→ **本文**:
========================================================================
アブ・ムジャヒードの曖昧な態度は、イラクの傷つきやすい民主主義に対して賭けようという決断がどれほど殆どひっくり返りやすいかを物語っている。銃は、変化を結果するための、有効な道具だとまだ見られている。
「米軍が撤退し、彼らが選挙を通じては、前進できないと感じ、米国がシーア派指導者達に武器を供与したら、彼らはまた、暴力行為に返るだろう」と「国際危機グループ」のイラク専門家のヨースト・ヒルターマンは言う。「彼らにとっては、イラクのアイデンティティとその中での自分たちの役割が大事なのだ。彼らは閉め出されることは受け入れないだろう。」
住民の態度は、県によって異なっているが、武装したスンニー派アラブ人のグループの概観は、2005年に行われた国民投票とは大きく変化している。あのときは、武装勢力は、投票すれば殺すぞとスンニー派のコミュニティを脅していた。バグダッドでは、以前の武装勢力は、スンニー派と一緒に候補者名簿に登録した。スンニー派の反乱と同義語だったバクバやサマラでは、武装勢力は、候補者を支持した。
スンニー派武装勢力が参加する事態に警告されて、シーア派政治家達は、好戦的な連中が、政府部内の職を取りたがっていることを心配している。なぜなら、彼らはこの国の新しい秩序を壊すかもしれないからだ。(後略)
[訳者の感想]宗派の対立は余り緩和されたように、見えませんね。米軍が撤退した後で内戦が始まる可能性さえあります。サウディ・アラビアなどは、スンニー派を支持するでしょう。
========================================================================
→ **出題 A**: 記録の中で「point like [665,199].」を含む行から記録の最後までを、もう一度そのまま書いてください。

(データ収集の記録)
========================================================================
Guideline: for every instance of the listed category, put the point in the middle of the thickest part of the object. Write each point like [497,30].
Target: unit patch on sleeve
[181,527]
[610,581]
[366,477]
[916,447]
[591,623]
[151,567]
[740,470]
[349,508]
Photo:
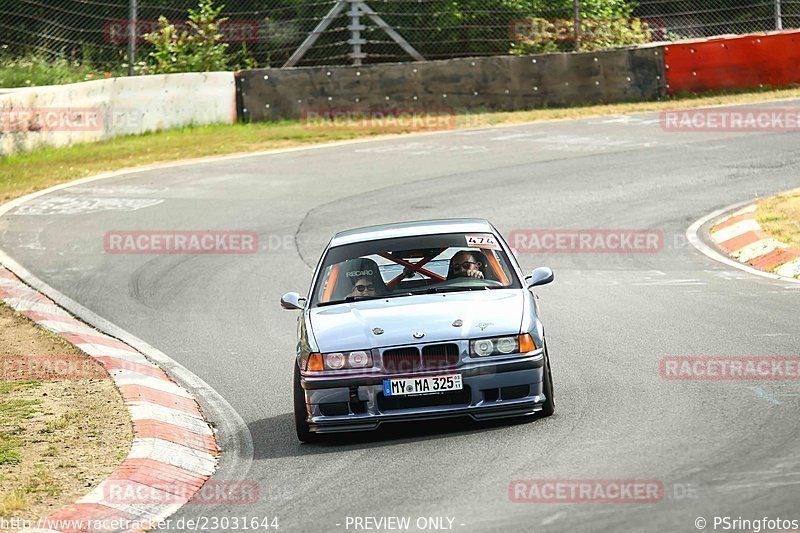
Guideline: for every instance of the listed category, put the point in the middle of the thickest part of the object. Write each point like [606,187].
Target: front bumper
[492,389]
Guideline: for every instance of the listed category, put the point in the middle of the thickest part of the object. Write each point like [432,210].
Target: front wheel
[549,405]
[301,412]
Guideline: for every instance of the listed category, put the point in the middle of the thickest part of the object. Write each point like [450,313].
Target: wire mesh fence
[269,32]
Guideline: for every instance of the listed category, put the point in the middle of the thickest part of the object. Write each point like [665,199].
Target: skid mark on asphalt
========================================================================
→ **出題 B**: イラクのスンニー派についての本文に出てくる国名と地名をすべて挙げてください。

→ **解答 A**:
Guideline: for every instance of the listed category, put the point in the middle of the thickest part of the object. Write each point like [665,199].
Target: skid mark on asphalt

→ **解答 B**: イラク、米国、バグダッド、バクバ、サマラ、サウディ・アラビア